== OBJECTIVE ==
Your task is to copy every line of this material exactly.

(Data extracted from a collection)
>>>

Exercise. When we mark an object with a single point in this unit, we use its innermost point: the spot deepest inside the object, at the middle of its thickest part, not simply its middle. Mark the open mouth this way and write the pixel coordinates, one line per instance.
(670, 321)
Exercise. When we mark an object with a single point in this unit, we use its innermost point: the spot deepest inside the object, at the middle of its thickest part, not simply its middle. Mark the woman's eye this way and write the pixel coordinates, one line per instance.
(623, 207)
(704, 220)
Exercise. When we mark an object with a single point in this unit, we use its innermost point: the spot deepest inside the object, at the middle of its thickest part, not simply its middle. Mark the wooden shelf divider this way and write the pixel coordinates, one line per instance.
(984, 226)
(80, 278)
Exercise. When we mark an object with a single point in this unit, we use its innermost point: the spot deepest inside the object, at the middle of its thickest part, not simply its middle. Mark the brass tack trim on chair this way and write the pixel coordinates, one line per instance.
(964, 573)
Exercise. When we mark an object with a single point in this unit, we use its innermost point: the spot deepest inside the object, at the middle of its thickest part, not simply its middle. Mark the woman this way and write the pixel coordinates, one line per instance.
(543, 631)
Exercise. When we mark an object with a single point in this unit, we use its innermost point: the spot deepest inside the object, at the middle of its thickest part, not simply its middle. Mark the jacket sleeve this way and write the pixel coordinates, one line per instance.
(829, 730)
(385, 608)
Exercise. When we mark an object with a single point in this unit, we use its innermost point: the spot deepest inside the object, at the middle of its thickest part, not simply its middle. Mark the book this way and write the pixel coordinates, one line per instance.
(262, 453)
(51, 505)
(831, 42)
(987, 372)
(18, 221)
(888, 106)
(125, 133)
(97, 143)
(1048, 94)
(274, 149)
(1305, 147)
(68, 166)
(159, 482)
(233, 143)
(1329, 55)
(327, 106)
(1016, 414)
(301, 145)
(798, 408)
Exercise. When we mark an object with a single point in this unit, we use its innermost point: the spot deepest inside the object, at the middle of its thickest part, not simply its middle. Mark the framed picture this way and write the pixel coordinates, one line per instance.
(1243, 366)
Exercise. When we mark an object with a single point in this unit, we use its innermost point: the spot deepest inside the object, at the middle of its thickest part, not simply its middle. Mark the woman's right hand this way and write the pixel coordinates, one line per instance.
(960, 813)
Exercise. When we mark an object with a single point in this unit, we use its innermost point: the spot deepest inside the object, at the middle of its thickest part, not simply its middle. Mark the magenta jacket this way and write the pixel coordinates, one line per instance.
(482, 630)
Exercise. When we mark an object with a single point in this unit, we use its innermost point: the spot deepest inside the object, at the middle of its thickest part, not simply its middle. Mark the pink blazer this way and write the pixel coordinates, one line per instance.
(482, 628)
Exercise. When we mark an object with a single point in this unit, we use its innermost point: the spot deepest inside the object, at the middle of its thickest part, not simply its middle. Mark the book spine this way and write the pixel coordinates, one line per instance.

<<<

== WRITTEN REPLY ==
Exercise. When we mark an object with a single point in this unit, we use its innermost point: the spot deepest inside the object, at the middle of its thickest part, not simply its middle. Mark the open mouth this way and write the pixel coordinates, one line per instance.
(670, 321)
Exercise. When we mark an object with a single point in this unit, we use its innermost point: the spot deepest inside the object, at the middle of its thickest part, not simply its middle. Mark the woman's eye this way and write the pixel coordinates, one line per instance.
(623, 207)
(704, 220)
Exercise. When we mark an object with a single point in this unit, we use its innermost point: the spot deepest inside the object, at the middle of its thickest part, not simply its middle. Mark the wooden shelf divider this way and write the pixel coordinates, one line per instance.
(984, 226)
(80, 278)
Exercise. When we mark an object with a single point in this unit, we use its innermost point: the spot deepest inside the object, at the middle of its thickest part, not simply its middle. Mark the brass tack trim on chair this way and write the pixel coordinates, one line per instance.
(964, 573)
Exercise. When we mark an object with a single point in this unit, we use its innermost point: the spot deepest inside the object, at the middle of its thickest part, not simply its middle. Mark the woman this way and write the pixel coordinates, one line per instance.
(543, 631)
Exercise. When we mark an object with a single point in this unit, we use its innermost point: the spot deepest inside the object, at the middle of its thickest part, not simply its middle. Mark the jacket sleeve this way and write the pixel coordinates, one line per instance.
(829, 730)
(385, 608)
Exercise. When we mark an object with a single point in this unit, we use its innermost point: the spot deepest inside the object, at the middle of its thickest part, not simply its middle. Mark the book this way and write the pixel coordinates, one line per instance.
(262, 453)
(51, 505)
(831, 42)
(987, 372)
(18, 221)
(888, 106)
(125, 133)
(97, 143)
(1048, 94)
(274, 149)
(1305, 147)
(68, 166)
(159, 482)
(233, 143)
(1329, 55)
(327, 106)
(1016, 414)
(301, 145)
(798, 408)
Exercise. When we mark an object with a single point in this unit, we use its innermost point: the spot deepest inside the object, at the middle of its thickest part, not simply its middle. Mark the framed picture this way and write the pixel coordinates, one line per instance.
(1243, 366)
Exercise. When we mark an object with a single point in this unit, we use its innermost point: the spot deepest inside the object, at the middle of its thickest part, not simply its middle. Mark the woman's right hand this way and write the pixel coordinates, one line per instance.
(960, 813)
Exercise. When we mark an object with a single point in this unit, we use its innermost point: the spot deepest inside the object, at the middle of its thickest part, not simply its middle. Mark the magenta jacket this way and write the pixel coordinates, one line per instance.
(482, 630)
Exercise. When we mark an object with a single point in this unit, we use its innermost point: the spot deepest inside the object, at the middle of its thickest part, not simply its middle. Mark the pink blazer this way and write the pixel coordinates, one line per instance.
(482, 628)
Exercise. When we mark an object with a single point in this unit, we use its innermost point: the spot deepest inside the object, at the middle of its thickest part, not simply its middle. Mark the book spine this way and write the pixel coordinates, one line per instance.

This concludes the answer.